Blake knew the wonders within man. He essayed to enlighten his fellow men by revealing the powers they could attain from within themselves if they but put to use various simple, natural laws.
 
"Oh! what wonders are the children of men!" he wrote. "Would to God that they would consider it--that they would consider their spiritual life, regardless of that faint shadow called natural life, and that they would promote each other's spiritual labors, each according to its rank."
 
"If the doors of perception were cleansed everything would appear to man as it is, infinite. . . . For man has closed himself up till he sees all things through narrow chinks of his cavern."
 
Imagination was the word Blake used when alluding to True Spiritual Life.
 
"I know of no other Christianity, and of no other Gospel than the liberty both of body and mind to exercise the Divine Arts of Imagination: Imagination, the real and eternal World of which this Vegetable Universe is but a faint shadow, and in which we shall live in our Eternal or Imaginative Bodies, when these Vegetable Mortal Bodies are no more."

•••••

### WRITTEN PROBLEM A
In the passage on Blake, what word did he use when referring to True Spiritual Life?

### RECORDS PROVIDED
•••••

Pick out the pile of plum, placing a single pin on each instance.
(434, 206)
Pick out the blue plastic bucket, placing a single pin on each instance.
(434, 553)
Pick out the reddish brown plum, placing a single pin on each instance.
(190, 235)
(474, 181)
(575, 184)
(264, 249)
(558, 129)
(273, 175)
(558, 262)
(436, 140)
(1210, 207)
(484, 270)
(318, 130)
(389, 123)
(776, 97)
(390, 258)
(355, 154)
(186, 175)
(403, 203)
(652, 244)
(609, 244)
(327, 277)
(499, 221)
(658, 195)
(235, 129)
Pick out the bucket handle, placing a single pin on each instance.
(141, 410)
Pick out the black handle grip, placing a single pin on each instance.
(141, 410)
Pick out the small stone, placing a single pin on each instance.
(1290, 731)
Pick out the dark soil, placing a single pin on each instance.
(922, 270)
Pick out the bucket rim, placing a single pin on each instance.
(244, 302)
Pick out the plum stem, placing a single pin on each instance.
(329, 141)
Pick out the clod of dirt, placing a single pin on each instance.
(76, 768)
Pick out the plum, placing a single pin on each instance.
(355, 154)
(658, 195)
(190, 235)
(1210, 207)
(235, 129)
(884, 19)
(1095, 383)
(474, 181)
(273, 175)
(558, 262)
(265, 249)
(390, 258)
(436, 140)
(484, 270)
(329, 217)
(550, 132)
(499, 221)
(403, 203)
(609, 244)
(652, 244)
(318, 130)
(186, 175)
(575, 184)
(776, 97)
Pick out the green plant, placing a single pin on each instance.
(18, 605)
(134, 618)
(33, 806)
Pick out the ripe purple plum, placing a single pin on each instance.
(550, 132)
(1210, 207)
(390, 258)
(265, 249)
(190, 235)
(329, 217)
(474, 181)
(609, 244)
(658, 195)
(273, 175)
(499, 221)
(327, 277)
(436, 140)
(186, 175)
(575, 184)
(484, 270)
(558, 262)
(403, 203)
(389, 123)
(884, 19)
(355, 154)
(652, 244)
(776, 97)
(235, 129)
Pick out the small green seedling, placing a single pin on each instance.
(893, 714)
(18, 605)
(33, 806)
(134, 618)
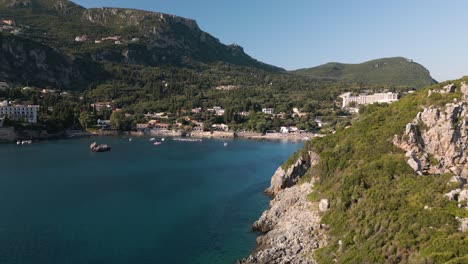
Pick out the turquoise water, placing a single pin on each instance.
(180, 202)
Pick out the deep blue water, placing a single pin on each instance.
(179, 202)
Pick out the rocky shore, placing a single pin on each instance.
(291, 227)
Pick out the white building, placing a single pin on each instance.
(19, 112)
(220, 127)
(368, 99)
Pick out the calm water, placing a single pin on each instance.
(179, 202)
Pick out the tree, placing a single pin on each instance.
(85, 119)
(117, 120)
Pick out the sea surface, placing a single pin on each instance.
(180, 202)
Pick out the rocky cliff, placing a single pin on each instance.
(291, 227)
(436, 142)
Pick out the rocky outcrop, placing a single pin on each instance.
(292, 229)
(8, 135)
(436, 142)
(286, 178)
(26, 61)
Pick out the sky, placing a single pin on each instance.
(305, 33)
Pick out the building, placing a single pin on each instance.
(4, 86)
(196, 110)
(268, 111)
(220, 127)
(27, 113)
(143, 127)
(161, 127)
(364, 99)
(103, 124)
(83, 38)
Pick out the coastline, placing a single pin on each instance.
(291, 228)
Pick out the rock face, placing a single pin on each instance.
(291, 226)
(286, 178)
(292, 229)
(437, 140)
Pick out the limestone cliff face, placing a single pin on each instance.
(292, 229)
(24, 61)
(286, 178)
(436, 141)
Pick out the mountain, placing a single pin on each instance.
(390, 188)
(396, 71)
(113, 36)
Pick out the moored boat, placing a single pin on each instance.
(94, 147)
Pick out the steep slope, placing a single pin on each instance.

•••••

### WRITTEN PROBLEM B
Please identify every line in the records that contains the word "handle" and copy each one.

### CORRECT ANSWER A
Imagination

### CORRECT ANSWER B
Pick out the bucket handle, placing a single pin on each instance.
Pick out the black handle grip, placing a single pin on each instance.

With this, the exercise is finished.